__Tarea escrita__: Continúa el relato sobre la selección de presos en las cárceles de Madrid a partir de su última oración.

__Fragmento mostrado__:

____________

El director de escena recordaba que a un empleado de ABC que ocupaba en San Antón un jergón junto al suyo le preguntaron a bocajarro si había sido interventor de la C.E.D.A. [Confederación Española de Derechas Autónomas] en las elecciones y al contestar que sí «salió hacia Paracuellos sin sospechar que se trataba de un disparo al azar, de una desgraciada coincidencia».
«Así, con este espíritu, los milicianos escogieron en cada cárcel los individuos que, a su parecer, resultaban más fusilables. Las preguntas eran políticas y religiosas. Decían por ejemplo: "¿A ti qué te parece eso de que el Papa haya bendecido los cañones de los facciosos?" Y no faltaba, en ningún caso, la cuestión directa que ponía a la gente entre la espada y la pared: "¿Tú eres católico?"», continuó Luca de Tena, añadiendo la respuesta que muchos dieron entonces: «Apostólico y romano».
«Creo sinceramente que muchos de aquellos seleccionados para morir lo fueron única y exclusivamente por su condición de católicos, ya que no existía ninguna otra acusación concreta. Así eran las cosas en aquellos días. Se era candidato a la muerte por llevar una estampa de un santo en la cartera o una medalla de la Virgen colgada del cuello. Se adquiría la condición de "paseable" por tener en casa alguna imagen religiosa o un crucifijo a la cabecera de la cama. Conozco casos en los que bastó decir "adiós" en vez de "salud" para acabar tirado en la Dehesa de la Villa o en las tapias de la Almudena con un tiro en la nuca», relató.

____________

__Entradas de un conjunto de datos__:
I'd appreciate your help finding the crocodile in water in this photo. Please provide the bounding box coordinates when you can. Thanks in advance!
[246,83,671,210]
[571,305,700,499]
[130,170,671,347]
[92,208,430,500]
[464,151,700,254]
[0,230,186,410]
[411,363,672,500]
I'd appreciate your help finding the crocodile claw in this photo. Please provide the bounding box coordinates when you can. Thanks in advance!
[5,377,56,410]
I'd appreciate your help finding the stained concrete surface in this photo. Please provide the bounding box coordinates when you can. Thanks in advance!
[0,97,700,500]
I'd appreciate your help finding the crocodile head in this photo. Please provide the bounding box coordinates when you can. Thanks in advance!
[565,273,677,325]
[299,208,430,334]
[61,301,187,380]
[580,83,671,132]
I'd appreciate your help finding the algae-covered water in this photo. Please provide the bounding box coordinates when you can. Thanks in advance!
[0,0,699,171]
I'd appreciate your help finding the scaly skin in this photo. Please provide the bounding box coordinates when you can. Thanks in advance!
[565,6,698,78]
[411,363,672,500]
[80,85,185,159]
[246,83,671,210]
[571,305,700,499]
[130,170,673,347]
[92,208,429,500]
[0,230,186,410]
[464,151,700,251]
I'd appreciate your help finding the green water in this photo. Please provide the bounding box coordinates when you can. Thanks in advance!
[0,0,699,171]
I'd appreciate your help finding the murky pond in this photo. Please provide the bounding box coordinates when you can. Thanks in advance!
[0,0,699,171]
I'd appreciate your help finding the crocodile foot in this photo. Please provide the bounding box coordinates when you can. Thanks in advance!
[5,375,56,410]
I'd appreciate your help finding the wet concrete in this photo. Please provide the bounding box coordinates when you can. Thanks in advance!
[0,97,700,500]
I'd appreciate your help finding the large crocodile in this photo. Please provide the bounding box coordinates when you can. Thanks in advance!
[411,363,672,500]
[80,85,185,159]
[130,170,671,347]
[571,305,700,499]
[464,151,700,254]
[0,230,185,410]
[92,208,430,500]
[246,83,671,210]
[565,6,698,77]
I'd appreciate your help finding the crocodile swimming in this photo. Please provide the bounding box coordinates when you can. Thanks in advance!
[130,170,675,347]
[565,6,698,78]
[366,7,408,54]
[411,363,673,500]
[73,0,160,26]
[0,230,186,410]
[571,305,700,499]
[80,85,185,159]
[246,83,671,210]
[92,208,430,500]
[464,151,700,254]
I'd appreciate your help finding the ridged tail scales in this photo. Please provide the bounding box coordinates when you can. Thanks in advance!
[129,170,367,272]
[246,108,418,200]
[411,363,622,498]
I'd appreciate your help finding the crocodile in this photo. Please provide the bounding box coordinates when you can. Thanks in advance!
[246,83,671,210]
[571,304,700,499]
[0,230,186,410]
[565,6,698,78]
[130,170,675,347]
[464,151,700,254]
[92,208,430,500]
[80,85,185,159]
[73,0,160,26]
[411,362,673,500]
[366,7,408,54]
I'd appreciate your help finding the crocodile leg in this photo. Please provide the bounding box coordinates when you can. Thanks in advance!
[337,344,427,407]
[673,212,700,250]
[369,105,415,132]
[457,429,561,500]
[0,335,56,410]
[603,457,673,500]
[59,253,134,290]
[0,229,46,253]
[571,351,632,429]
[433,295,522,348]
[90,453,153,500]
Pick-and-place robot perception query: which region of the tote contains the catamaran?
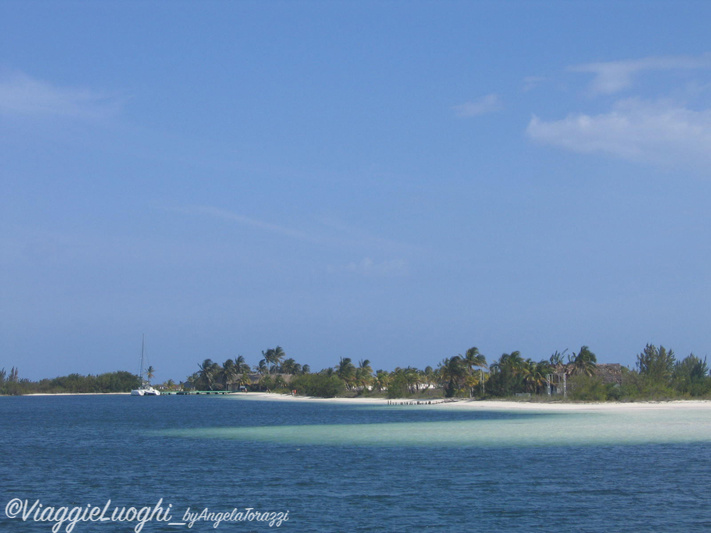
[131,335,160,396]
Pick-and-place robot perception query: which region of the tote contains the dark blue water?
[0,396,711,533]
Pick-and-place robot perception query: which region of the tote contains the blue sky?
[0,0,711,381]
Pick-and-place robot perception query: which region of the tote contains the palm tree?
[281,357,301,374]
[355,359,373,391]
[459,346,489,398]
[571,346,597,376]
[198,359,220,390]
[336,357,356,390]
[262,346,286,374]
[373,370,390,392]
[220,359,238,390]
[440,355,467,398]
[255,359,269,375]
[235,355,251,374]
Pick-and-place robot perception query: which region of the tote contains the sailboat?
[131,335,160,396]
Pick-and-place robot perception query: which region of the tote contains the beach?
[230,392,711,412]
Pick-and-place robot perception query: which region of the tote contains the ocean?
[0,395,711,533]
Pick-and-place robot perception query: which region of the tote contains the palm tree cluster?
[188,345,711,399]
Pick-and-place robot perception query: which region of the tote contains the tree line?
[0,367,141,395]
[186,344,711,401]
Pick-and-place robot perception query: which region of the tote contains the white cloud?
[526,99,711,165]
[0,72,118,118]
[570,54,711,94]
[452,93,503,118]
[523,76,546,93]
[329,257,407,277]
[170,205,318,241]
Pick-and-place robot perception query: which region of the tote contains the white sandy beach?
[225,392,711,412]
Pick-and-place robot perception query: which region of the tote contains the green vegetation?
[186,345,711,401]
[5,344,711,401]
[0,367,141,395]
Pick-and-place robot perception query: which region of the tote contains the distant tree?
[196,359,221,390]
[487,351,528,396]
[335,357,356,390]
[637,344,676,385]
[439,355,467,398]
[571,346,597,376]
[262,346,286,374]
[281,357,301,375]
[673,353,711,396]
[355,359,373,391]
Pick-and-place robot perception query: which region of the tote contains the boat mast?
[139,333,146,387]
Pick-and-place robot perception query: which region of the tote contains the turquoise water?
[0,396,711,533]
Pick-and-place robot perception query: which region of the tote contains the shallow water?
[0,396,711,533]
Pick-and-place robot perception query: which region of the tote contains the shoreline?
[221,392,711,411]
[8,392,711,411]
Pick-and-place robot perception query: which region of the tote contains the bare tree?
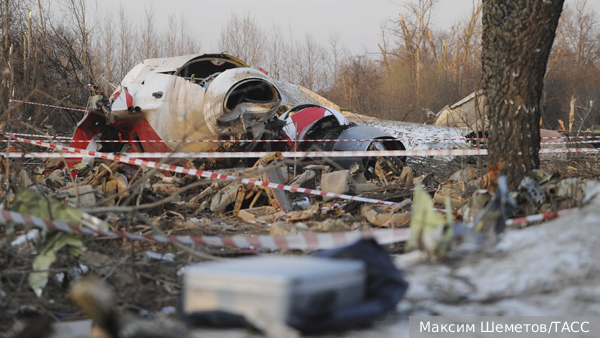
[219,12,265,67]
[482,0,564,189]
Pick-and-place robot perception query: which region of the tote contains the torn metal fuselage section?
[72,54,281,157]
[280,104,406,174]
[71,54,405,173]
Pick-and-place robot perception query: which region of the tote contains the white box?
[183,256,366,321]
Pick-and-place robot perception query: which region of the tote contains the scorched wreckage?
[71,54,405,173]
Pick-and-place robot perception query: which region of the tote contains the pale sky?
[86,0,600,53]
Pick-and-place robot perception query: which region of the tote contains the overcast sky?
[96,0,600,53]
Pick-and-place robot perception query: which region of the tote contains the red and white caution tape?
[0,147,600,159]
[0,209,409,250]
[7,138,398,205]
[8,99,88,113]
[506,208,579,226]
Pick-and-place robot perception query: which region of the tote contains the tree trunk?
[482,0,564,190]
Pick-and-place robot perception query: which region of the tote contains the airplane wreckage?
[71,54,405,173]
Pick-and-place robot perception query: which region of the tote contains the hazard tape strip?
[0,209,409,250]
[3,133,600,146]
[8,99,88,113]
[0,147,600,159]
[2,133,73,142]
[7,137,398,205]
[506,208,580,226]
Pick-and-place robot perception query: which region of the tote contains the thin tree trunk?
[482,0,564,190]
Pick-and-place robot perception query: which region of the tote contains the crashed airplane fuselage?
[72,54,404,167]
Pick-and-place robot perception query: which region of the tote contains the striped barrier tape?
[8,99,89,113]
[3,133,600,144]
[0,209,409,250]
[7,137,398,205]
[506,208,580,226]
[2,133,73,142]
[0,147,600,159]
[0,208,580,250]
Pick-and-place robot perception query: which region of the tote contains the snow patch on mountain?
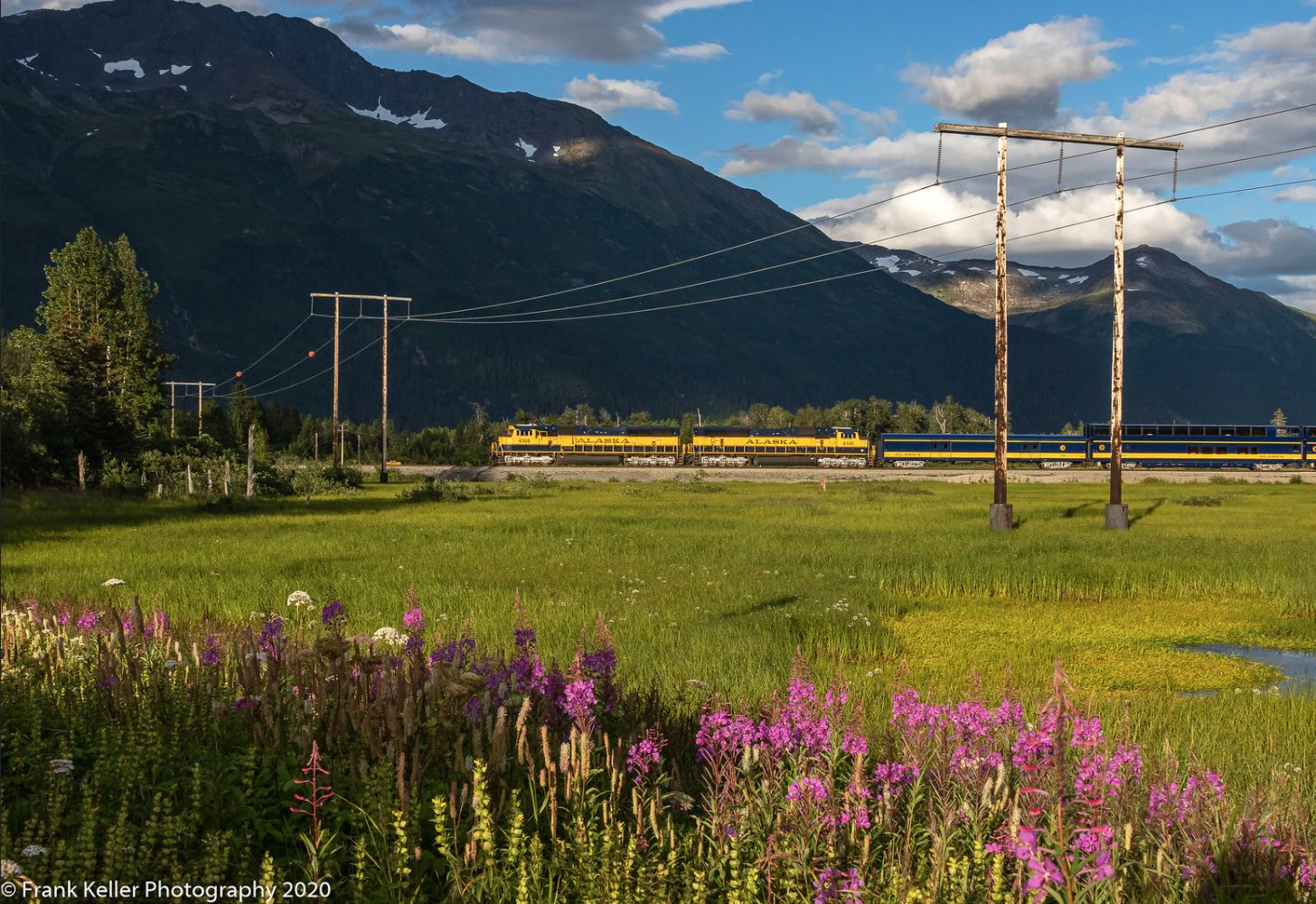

____________

__Respuesta correcta__:
Las lágrimas de Muñoz Seca
Él no se encontraba en la sala que le correspondía cuando comenzaron de nuevo los traslados el 27 de noviembre de 1936 y leyeron la lista a eso de las diez de la noche. Estaba en otra sección cuando le dieron la noticia.
«Con la manta al hombro y la cuchara en el bolsillo -era todo lo que poseía en aquellas fechas- me incorporé a los expedicionarios, reunidos en una dependencia inmediata a la entrada de la cárcel. Hasta allí se filtraron, no sé cómo, Julián Cortés Cavanillas y Pedro Muñoz Seca para decirnos adiós a mi hermano y a mí. Don Pedro se emocionó y se le caían las lágrimas al abrazarnos. Julián repetía mecánicamente: "No os preocupéis. Creo que vais a Chinchilla". ¡Siempre el fantasma de Chinchilla! Pero Julián lo decía sin convicción y se le notaba demasiado».
Pedro Muñoz Seca (1879-1936), uno de los autores teatrales de mayor éxito en el primer tercio del siglo XX español, fue asesinado en Paracuellos del Jarama. Su obra más conocida, "La venganza de Don Mendo", divertidísima parodia de los romances medievales, continúa llenando los teatros cada vez que se representa.
Aunque era joven y bastante inconsciente, «lo que allí se respiraba podía percibirlo cualquiera», afirmó. Sobre todo cuando subieron a los camiones confiados exclusivamente a unos milicianos que se preguntaban a gritos: «¿Llevas balas para todos?» Y cosas por el estilo. Luca de Tena recordaba con claridad los cartelones con retratos de Stalin y Lenin que adornaban la plaza de la Independencia y Manuel Becerra y que, durante el trayecto, los camiones se detuvieron con los faros apagados.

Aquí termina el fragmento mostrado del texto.